EXERCISE OBJECTIVE: Set down verbatim the part of the material that opens with the line containing "# test: point to the sea, one" and runs through the end of the material, omitting the pictures.

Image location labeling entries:
☆ ☆ ☆ ☆ ☆ ☆ ☆

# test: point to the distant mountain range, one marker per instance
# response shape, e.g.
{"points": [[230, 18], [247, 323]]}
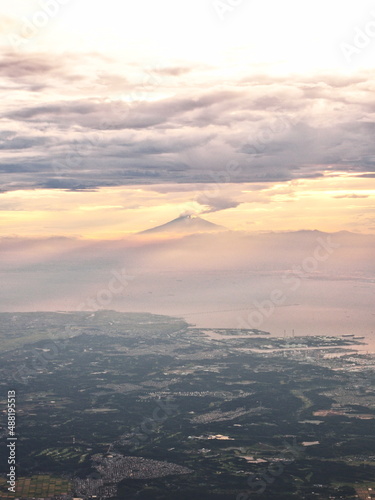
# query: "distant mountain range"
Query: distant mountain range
{"points": [[186, 224]]}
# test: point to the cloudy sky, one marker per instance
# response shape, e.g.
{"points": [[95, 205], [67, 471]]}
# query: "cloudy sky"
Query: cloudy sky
{"points": [[119, 116]]}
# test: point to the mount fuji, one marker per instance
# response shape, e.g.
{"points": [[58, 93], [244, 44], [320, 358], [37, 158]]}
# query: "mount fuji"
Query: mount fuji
{"points": [[186, 224]]}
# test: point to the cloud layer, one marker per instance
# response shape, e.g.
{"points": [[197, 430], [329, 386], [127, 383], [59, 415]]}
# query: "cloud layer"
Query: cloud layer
{"points": [[66, 125]]}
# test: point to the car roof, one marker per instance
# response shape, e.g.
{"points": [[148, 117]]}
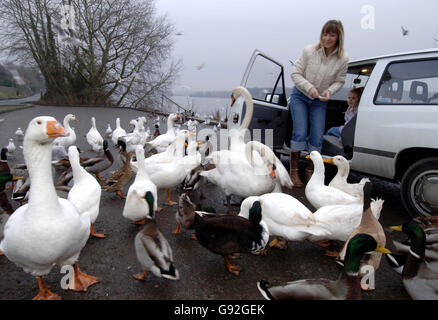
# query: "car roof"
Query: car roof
{"points": [[398, 54]]}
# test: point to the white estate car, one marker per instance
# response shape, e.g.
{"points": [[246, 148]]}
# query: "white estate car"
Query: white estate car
{"points": [[394, 135]]}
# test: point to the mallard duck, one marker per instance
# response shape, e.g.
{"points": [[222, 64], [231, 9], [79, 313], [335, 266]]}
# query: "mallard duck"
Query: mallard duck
{"points": [[86, 191], [320, 195], [369, 225], [120, 178], [48, 230], [339, 181], [136, 207], [161, 142], [419, 279], [153, 250], [346, 287], [185, 215], [70, 139], [118, 132], [285, 217], [94, 138], [243, 174], [226, 234]]}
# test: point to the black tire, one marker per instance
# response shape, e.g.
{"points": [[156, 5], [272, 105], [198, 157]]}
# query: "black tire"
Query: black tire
{"points": [[419, 188]]}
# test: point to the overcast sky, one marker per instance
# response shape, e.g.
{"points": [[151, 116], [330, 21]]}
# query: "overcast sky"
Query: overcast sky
{"points": [[222, 34]]}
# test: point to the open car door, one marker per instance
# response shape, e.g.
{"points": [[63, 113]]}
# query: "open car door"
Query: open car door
{"points": [[264, 79]]}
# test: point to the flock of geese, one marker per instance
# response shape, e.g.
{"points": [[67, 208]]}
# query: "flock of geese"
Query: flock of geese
{"points": [[47, 229]]}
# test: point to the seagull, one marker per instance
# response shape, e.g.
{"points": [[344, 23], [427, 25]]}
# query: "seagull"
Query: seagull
{"points": [[19, 133]]}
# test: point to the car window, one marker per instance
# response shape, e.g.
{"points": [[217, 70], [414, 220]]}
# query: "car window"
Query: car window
{"points": [[357, 76], [409, 82], [265, 81]]}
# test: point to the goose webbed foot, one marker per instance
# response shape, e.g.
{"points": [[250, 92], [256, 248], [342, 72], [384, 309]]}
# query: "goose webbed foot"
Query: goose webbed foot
{"points": [[44, 292], [81, 281]]}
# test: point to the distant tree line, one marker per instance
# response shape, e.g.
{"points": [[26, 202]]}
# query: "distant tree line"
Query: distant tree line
{"points": [[101, 52]]}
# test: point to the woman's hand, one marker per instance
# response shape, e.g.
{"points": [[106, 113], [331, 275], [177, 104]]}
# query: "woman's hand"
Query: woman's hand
{"points": [[325, 96], [313, 93]]}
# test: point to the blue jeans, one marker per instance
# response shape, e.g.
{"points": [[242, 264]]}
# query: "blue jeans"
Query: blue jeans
{"points": [[303, 111], [334, 131]]}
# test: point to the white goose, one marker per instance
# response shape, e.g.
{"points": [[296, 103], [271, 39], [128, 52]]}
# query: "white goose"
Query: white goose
{"points": [[133, 138], [48, 230], [241, 174], [169, 174], [339, 181], [94, 138], [108, 131], [118, 132], [237, 137], [136, 207], [161, 142], [70, 139], [320, 195], [86, 191]]}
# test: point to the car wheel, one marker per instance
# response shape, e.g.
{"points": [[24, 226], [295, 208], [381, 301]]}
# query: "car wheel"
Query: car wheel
{"points": [[419, 188]]}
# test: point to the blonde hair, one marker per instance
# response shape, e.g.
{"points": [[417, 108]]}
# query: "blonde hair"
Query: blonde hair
{"points": [[334, 26]]}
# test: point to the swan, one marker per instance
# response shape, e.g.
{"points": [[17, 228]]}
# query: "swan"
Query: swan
{"points": [[339, 181], [94, 138], [161, 142], [136, 207], [86, 191], [70, 139], [320, 195], [47, 230], [249, 174], [118, 132]]}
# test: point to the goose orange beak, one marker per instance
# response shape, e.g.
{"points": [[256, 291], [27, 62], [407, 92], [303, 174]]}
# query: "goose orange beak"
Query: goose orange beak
{"points": [[272, 173], [54, 130]]}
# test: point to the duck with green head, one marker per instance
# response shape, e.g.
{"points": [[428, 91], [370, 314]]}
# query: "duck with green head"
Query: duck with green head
{"points": [[419, 278], [153, 250], [346, 287]]}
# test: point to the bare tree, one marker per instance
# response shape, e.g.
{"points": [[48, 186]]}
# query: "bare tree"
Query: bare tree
{"points": [[115, 51]]}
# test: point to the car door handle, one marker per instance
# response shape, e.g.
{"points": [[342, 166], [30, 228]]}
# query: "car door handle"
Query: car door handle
{"points": [[263, 120]]}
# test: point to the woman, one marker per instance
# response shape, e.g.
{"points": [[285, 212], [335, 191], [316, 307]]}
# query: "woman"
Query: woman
{"points": [[353, 102], [319, 73]]}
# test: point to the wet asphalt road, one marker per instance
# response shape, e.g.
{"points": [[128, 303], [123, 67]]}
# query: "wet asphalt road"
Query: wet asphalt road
{"points": [[203, 275]]}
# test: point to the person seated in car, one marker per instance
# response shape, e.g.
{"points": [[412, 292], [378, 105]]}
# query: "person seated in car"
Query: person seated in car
{"points": [[353, 102]]}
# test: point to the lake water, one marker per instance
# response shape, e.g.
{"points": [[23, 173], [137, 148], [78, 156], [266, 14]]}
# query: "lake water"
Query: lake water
{"points": [[204, 106]]}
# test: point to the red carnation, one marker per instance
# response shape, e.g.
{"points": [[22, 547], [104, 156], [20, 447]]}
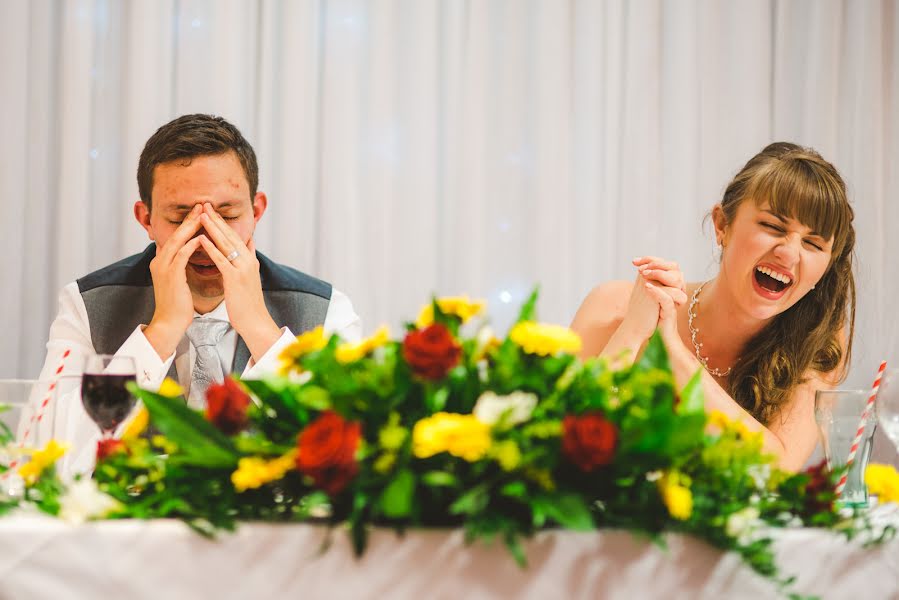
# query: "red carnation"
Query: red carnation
{"points": [[432, 351], [226, 406], [589, 440], [108, 447], [327, 451]]}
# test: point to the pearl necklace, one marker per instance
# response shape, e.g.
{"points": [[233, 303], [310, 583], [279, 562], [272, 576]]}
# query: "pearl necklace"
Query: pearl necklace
{"points": [[694, 332]]}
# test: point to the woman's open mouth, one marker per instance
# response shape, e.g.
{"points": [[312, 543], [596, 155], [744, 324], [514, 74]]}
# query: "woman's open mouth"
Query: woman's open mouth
{"points": [[769, 283]]}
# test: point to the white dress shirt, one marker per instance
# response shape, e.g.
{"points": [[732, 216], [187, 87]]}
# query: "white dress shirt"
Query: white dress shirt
{"points": [[65, 419]]}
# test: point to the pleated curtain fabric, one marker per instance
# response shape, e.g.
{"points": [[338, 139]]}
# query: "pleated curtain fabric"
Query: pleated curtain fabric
{"points": [[413, 147]]}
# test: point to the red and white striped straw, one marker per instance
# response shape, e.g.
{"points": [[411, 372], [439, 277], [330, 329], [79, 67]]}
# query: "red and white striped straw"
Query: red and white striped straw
{"points": [[42, 407], [853, 449]]}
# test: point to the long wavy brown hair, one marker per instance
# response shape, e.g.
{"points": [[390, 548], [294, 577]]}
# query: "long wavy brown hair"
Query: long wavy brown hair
{"points": [[798, 183]]}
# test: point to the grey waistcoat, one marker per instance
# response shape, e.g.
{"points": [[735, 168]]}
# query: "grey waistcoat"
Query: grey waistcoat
{"points": [[119, 297]]}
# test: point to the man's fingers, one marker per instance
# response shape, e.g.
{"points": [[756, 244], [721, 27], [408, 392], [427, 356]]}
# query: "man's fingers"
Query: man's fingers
{"points": [[217, 257], [230, 240], [181, 236], [183, 255]]}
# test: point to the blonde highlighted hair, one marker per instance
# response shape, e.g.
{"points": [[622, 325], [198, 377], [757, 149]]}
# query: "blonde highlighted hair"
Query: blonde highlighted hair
{"points": [[797, 183]]}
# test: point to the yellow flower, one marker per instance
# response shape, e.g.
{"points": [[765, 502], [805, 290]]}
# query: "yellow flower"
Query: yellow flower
{"points": [[305, 343], [883, 481], [170, 389], [460, 435], [507, 454], [40, 460], [253, 472], [457, 306], [676, 495], [139, 422], [351, 352], [545, 340]]}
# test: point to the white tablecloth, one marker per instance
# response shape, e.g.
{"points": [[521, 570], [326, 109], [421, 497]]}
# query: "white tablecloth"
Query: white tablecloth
{"points": [[45, 558]]}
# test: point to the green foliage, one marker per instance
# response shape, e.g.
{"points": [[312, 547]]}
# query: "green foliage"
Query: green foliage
{"points": [[572, 444]]}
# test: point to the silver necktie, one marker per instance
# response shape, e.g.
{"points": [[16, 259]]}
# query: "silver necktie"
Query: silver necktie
{"points": [[205, 334]]}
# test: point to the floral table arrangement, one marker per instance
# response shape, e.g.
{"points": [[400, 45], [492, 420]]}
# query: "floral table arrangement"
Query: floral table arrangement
{"points": [[499, 437]]}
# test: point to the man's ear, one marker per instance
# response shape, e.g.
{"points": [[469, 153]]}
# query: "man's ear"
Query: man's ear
{"points": [[260, 203], [142, 214], [719, 220]]}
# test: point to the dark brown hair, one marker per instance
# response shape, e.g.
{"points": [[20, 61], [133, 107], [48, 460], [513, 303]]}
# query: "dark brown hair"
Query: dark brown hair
{"points": [[190, 136], [797, 183]]}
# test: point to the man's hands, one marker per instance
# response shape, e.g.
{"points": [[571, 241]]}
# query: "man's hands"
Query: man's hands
{"points": [[240, 279], [174, 302], [243, 287]]}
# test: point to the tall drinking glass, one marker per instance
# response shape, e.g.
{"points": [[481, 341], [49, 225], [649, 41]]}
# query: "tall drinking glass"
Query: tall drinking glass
{"points": [[838, 415], [887, 405], [103, 392]]}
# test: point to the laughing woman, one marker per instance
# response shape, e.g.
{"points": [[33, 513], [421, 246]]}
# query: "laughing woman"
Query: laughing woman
{"points": [[775, 324]]}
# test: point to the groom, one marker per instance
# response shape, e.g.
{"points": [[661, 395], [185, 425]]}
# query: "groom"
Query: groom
{"points": [[199, 302]]}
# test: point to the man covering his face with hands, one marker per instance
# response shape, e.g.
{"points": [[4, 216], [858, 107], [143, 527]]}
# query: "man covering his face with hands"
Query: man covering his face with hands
{"points": [[199, 302]]}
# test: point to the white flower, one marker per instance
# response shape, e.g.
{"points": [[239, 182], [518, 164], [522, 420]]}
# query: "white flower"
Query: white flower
{"points": [[517, 407], [83, 501], [741, 524]]}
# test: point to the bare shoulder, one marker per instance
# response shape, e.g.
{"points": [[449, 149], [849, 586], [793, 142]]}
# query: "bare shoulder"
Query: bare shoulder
{"points": [[600, 314]]}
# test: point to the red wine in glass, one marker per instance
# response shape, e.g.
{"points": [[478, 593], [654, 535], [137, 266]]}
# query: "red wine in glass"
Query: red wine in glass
{"points": [[104, 394]]}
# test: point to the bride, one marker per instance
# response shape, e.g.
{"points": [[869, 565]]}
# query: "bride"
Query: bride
{"points": [[774, 325]]}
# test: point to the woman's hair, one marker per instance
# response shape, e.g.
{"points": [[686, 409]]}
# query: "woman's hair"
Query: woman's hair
{"points": [[797, 183]]}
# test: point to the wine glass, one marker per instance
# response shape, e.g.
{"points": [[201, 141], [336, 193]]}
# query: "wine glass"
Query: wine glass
{"points": [[103, 393], [887, 405]]}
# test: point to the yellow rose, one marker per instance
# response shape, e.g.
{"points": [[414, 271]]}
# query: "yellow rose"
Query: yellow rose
{"points": [[677, 497], [40, 460], [883, 481], [353, 351], [138, 423], [305, 343], [463, 436], [545, 340], [170, 389], [457, 306], [253, 472]]}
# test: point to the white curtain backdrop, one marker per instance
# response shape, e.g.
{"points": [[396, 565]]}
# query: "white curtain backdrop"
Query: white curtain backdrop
{"points": [[419, 146]]}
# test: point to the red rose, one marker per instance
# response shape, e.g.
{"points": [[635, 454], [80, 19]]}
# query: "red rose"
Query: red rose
{"points": [[108, 447], [432, 351], [327, 451], [226, 406], [589, 440]]}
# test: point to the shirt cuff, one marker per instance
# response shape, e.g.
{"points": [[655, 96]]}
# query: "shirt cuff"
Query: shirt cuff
{"points": [[268, 364], [151, 370]]}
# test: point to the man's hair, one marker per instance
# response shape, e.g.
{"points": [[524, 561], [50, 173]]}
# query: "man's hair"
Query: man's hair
{"points": [[190, 136]]}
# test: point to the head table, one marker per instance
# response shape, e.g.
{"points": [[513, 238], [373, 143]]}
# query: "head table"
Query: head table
{"points": [[46, 558]]}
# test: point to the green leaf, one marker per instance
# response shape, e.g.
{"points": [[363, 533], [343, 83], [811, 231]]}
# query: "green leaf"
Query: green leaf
{"points": [[199, 442], [528, 310], [514, 489], [567, 509], [655, 356], [691, 397], [439, 479], [396, 501], [471, 502]]}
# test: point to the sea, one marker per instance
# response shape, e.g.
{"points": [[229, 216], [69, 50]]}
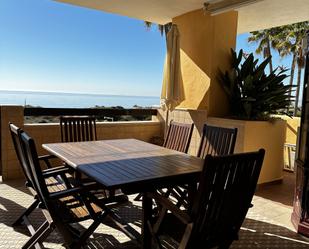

☆ ☆ ☆ ☆ ☆ ☆ ☆

FINISHED ANSWER:
# test: point to the sea, one marker per instance
# response shape, e.g.
{"points": [[229, 216], [69, 50]]}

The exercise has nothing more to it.